I know you mean older men who are virgins, not high school boys...but we aren't disgusted by adult virgins either, silly. I just wish you didn't bash them and then project it onto women. Do you actually hear women say things like that? Or are you repeating things the manny-sphere says?


----------



## ntamph (Apr 23, 2013)

Faithful Wife said:


> Do you actually hear women say things like that?


Yes.


----------



## WyshIknew (Aug 18, 2012)

ntamph said:


> I lied to my first and told her that I had had previous experience.
> 
> I was actually going crazy because I was finally losing my virginity. I don't think she figured it out.
> 
> I can't imagine women competing to get a virgin guy. They are usually disgusted by them.


Sorry ntamph, I think that's nonsense. Why would a woman be disgusted with a virgin guy? Everyone is a virgin at some point in their life.

So far with the replies I've seen most womens reaction is similar to mens. Either "meh so what he's a virgin."

Or "damn he's hot, and he's a virgin, he's mine!"

Perhaps if the guy was in his 50's or 40's and a virgin there might be some concerns about why he was still a virgin but that's all.


----------



## ntamph (Apr 23, 2013)

WyshIknew said:


> Sorry ntamph, I think that's nonsense. Why would a woman be disgusted with a virgin guy? Everyone is a virgin at some point in their life.
> 
> So far with the replies I've seen most womens reaction is similar to mens. Either "meh so what he's a virgin."
> 
> ...


"I personally did not want to lose it to a virgin."

"But, I would say that I definitely have more pleasure from men that are more experienced. I like being taught, as one of the other ladies pointed out."


----------



## AnnieAsh (Aug 22, 2012)

ntamph said:


> I lied to my first and told her that I had had previous experience.
> 
> I was actually going crazy because I was finally losing my virginity. I don't think she figured it out.
> 
> I can't imagine women competing to get a virgin guy. They are usually disgusted by them.


I find that so hard to comprehend. I have been with 2 virgins in my distant past. I never had an ounce of disgust for either one. One was my very first love and the other was a dear good friend. 

I actually found more men were put off by virgin females. One guy told me virgins get too attached. I said "oooook, buddy. See ya!"


----------



## WyshIknew (Aug 18, 2012)

ntamph said:


> "I personally did not want to lose it to a virgin."
> 
> "But, I would say that I definitely have more pleasure from men that are more experienced. I like being taught, as one of the other ladies pointed out."


But that's just stating a preference, I don't see that as disgust.

I did ask the poster of your original sentence in your quote if she had returned the 'favour' later on and broke a man in but she never replied.

And yes why wouldn't someone find more pleasure from a more experienced man? Although must add that from what I've read on here and elsewhere high numbers do not a good lover make.

Look, if a woman finds you hot and wants to bed you I think she could care less if you were a virgin or a Casanova. She might even enjoy the fact that you are a virgin and get off on taking you in hand and showing you the ropes.
And lets face it, she gets a blank canvas to paint on.


----------



## Faithful Wife (Oct 31, 2012)

Exactly, in the examples you gave, it is not disgust, ntamph.

But do you actually hear women IRL say it?


----------



## ntamph (Apr 23, 2013)

Faithful Wife said:


> Exactly, in the examples you gave, it is not disgust, ntamph.
> 
> But do you actually hear women IRL say it?

*Excerpted data*:
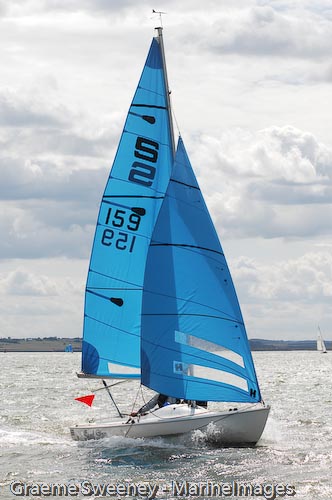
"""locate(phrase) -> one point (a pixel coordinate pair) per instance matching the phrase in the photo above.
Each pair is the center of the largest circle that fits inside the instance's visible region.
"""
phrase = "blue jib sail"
(194, 343)
(128, 211)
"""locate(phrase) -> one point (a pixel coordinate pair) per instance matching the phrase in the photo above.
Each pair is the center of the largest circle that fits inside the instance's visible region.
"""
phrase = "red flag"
(88, 400)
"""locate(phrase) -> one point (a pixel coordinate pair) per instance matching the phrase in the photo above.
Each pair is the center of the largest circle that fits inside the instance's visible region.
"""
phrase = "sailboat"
(160, 304)
(320, 342)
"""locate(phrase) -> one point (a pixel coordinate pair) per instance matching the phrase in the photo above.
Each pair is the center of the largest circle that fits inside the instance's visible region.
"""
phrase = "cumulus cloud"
(306, 278)
(20, 282)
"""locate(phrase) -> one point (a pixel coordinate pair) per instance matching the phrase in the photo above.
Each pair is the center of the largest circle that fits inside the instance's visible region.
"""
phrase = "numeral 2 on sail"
(144, 173)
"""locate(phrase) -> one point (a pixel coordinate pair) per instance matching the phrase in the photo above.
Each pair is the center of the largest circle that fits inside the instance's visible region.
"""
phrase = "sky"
(251, 85)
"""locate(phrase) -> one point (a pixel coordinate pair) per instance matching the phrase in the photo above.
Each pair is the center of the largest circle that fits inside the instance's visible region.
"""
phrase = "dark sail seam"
(148, 106)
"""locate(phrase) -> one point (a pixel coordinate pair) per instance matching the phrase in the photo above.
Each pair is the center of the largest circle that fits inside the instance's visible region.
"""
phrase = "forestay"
(194, 342)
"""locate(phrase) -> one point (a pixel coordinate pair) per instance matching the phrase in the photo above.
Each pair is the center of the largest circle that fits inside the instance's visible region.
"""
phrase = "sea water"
(37, 408)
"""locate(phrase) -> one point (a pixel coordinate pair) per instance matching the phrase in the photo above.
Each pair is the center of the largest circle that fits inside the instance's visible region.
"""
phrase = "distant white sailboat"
(320, 343)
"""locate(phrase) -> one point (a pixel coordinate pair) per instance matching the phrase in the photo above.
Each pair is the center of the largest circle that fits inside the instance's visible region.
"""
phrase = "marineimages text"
(181, 489)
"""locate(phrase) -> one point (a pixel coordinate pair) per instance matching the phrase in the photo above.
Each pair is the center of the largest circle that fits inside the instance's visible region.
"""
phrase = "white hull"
(238, 426)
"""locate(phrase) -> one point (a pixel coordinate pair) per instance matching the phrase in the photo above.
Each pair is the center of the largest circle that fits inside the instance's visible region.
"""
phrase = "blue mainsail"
(128, 211)
(194, 342)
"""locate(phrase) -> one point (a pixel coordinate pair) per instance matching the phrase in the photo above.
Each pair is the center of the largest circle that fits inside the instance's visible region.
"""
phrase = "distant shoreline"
(55, 344)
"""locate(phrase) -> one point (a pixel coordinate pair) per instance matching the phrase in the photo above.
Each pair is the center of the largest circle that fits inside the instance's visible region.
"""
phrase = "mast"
(161, 44)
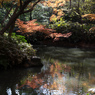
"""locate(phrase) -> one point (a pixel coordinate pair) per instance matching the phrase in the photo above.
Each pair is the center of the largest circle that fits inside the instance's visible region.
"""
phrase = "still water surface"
(66, 71)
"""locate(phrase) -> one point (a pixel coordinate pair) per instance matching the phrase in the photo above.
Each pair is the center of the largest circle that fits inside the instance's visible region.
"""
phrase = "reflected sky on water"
(66, 71)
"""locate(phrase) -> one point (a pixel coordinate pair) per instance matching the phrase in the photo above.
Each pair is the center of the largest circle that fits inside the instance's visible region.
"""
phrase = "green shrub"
(14, 50)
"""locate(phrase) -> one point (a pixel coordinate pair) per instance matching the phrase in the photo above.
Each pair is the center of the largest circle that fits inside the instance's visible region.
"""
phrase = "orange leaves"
(32, 27)
(57, 6)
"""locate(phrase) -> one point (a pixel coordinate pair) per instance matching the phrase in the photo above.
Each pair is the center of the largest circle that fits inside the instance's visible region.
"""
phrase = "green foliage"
(14, 50)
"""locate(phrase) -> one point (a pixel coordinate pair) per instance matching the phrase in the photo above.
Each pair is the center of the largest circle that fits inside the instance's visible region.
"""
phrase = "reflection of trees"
(50, 80)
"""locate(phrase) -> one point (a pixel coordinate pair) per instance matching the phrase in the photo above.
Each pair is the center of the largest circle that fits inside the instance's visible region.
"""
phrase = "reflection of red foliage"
(39, 79)
(57, 36)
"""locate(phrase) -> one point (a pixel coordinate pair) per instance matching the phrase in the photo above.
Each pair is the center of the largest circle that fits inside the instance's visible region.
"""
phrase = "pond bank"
(68, 44)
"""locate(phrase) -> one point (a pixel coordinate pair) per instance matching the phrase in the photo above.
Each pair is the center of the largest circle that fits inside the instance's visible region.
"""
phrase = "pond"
(66, 71)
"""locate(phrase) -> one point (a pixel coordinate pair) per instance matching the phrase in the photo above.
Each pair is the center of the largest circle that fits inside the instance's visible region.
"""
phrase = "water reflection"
(66, 71)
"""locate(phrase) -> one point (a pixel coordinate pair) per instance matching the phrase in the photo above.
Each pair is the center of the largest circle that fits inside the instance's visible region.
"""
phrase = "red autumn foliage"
(32, 27)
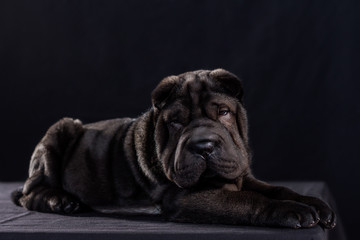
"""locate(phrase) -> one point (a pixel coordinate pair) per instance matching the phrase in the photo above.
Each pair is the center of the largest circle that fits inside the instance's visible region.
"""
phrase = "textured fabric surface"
(18, 223)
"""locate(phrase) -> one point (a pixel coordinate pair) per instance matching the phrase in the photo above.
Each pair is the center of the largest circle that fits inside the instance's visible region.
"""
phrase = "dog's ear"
(230, 83)
(162, 92)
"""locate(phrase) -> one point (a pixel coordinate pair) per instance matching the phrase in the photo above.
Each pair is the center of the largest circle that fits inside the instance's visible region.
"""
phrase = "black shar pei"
(188, 155)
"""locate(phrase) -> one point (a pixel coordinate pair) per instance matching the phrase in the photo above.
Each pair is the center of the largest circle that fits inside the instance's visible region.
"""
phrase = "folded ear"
(162, 92)
(230, 83)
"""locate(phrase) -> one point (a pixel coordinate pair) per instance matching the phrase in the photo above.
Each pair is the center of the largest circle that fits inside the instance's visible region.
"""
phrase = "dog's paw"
(290, 214)
(63, 203)
(327, 216)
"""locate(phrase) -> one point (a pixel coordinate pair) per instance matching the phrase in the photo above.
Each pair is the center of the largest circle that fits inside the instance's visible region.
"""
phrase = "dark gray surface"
(18, 223)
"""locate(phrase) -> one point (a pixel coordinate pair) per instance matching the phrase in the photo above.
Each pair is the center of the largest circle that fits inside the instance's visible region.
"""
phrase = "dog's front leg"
(236, 207)
(327, 217)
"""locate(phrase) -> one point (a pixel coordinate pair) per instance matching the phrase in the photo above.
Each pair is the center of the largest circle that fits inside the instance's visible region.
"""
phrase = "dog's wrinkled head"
(201, 127)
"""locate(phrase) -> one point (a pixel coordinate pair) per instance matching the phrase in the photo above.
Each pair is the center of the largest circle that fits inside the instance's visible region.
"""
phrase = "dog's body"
(188, 154)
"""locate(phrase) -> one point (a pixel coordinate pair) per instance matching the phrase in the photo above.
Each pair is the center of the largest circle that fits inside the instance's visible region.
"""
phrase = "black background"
(96, 60)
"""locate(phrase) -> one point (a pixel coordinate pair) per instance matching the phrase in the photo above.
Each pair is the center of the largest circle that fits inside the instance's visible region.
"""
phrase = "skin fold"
(188, 154)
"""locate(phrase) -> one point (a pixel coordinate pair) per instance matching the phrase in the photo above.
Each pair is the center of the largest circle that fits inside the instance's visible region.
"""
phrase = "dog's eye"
(223, 111)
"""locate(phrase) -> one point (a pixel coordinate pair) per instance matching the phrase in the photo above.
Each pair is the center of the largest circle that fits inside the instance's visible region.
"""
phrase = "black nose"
(204, 148)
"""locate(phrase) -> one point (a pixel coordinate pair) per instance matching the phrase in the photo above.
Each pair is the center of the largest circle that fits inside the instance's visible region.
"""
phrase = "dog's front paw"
(289, 214)
(327, 216)
(63, 203)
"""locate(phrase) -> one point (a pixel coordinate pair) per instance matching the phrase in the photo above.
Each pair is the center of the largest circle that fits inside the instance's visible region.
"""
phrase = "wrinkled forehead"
(197, 89)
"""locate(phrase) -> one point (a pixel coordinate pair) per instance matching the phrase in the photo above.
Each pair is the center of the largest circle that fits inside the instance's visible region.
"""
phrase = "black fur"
(189, 155)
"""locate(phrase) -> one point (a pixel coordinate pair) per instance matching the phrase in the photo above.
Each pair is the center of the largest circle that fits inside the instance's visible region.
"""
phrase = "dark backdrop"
(96, 60)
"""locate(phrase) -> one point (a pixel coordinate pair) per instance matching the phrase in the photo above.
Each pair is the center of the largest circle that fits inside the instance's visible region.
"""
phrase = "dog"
(188, 155)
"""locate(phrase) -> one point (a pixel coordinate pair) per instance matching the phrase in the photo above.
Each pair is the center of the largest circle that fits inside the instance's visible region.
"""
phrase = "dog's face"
(201, 127)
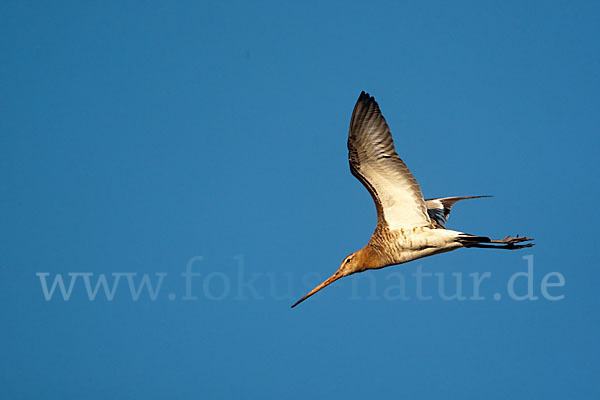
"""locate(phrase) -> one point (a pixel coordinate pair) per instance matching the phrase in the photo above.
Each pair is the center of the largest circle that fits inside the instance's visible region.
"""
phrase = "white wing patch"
(374, 161)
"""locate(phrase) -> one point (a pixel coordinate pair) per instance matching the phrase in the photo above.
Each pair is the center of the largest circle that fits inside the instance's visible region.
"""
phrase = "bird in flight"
(408, 226)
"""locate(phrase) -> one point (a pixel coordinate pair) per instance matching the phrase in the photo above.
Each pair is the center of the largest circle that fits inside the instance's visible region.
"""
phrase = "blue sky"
(136, 136)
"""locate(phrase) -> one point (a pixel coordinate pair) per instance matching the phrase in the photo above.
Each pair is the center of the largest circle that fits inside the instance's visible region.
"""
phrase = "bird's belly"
(418, 243)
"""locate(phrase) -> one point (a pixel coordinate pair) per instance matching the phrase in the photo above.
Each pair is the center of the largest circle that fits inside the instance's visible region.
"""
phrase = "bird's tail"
(508, 243)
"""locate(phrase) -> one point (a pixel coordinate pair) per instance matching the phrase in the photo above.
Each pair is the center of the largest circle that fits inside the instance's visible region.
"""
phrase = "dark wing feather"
(374, 161)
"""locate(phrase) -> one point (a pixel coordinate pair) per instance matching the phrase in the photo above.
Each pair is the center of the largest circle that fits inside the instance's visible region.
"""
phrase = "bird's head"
(350, 265)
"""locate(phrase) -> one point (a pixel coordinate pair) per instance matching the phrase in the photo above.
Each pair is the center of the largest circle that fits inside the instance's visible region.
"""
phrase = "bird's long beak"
(328, 282)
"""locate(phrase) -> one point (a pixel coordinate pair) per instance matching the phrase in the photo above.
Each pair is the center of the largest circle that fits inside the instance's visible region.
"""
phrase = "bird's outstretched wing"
(374, 161)
(439, 208)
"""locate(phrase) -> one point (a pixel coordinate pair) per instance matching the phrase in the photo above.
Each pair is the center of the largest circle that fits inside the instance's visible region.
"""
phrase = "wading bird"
(408, 226)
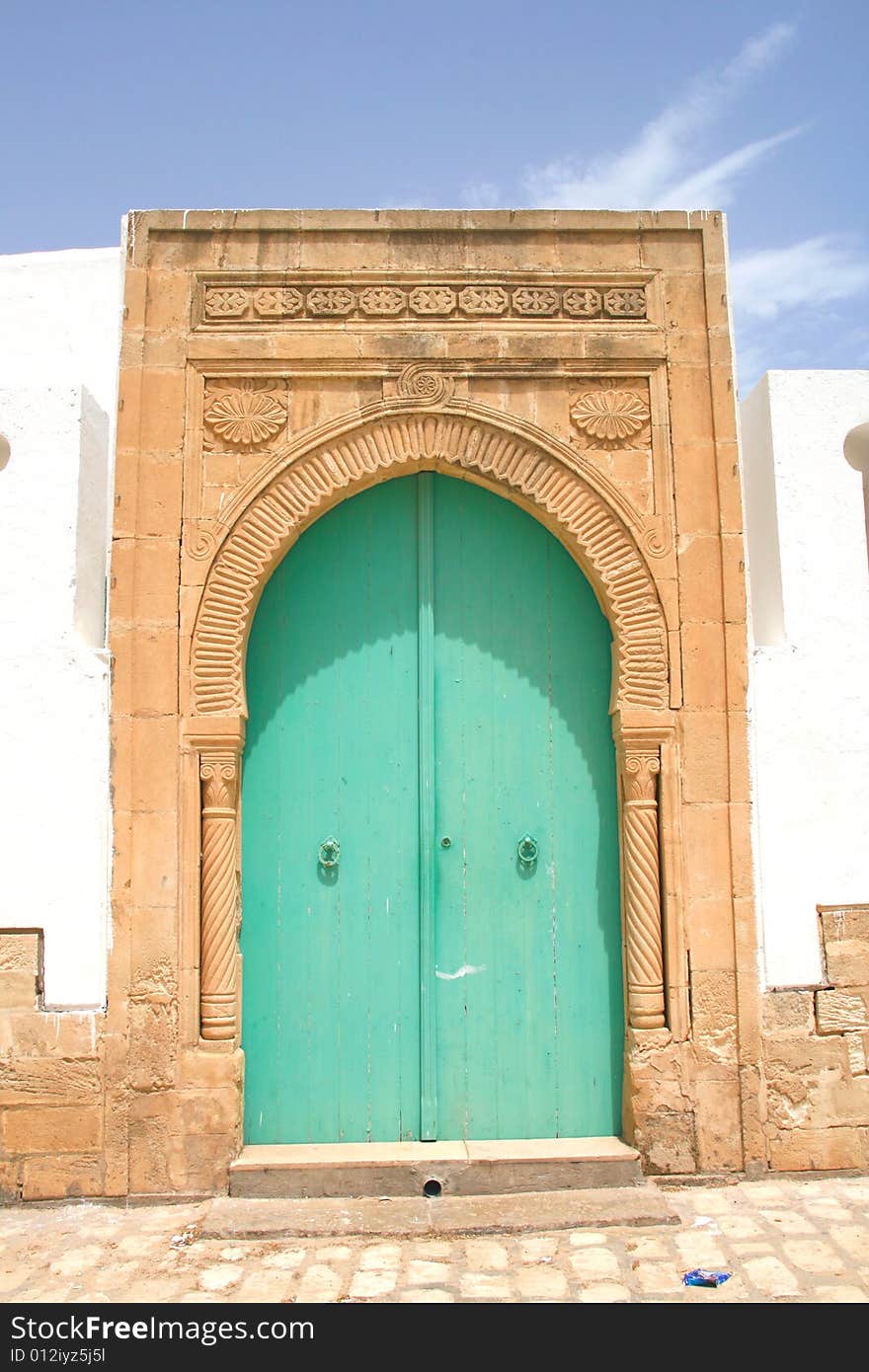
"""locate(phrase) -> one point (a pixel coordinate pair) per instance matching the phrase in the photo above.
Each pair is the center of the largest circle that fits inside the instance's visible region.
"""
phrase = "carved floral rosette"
(612, 415)
(243, 414)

*What you will do*: Can you print the part of the forum thread starting with "I did ask the" and going on through "(Oct 31, 2012)"?

*Exercise response*:
I did ask the poster of your original sentence in your quote if she had returned the 'favour' later on and broke a man in but she never replied.

And yes why wouldn't someone find more pleasure from a more experienced man? Although must add that from what I've read on here and elsewhere high numbers do not a good lover make.

Look, if a woman finds you hot and wants to bed you I think she could care less if you were a virgin or a Casanova. She might even enjoy the fact that you are a virgin and get off on taking you in hand and showing you the ropes.
And lets face it, she gets a blank canvas to paint on.


----------



## Faithful Wife (Oct 31, 2012)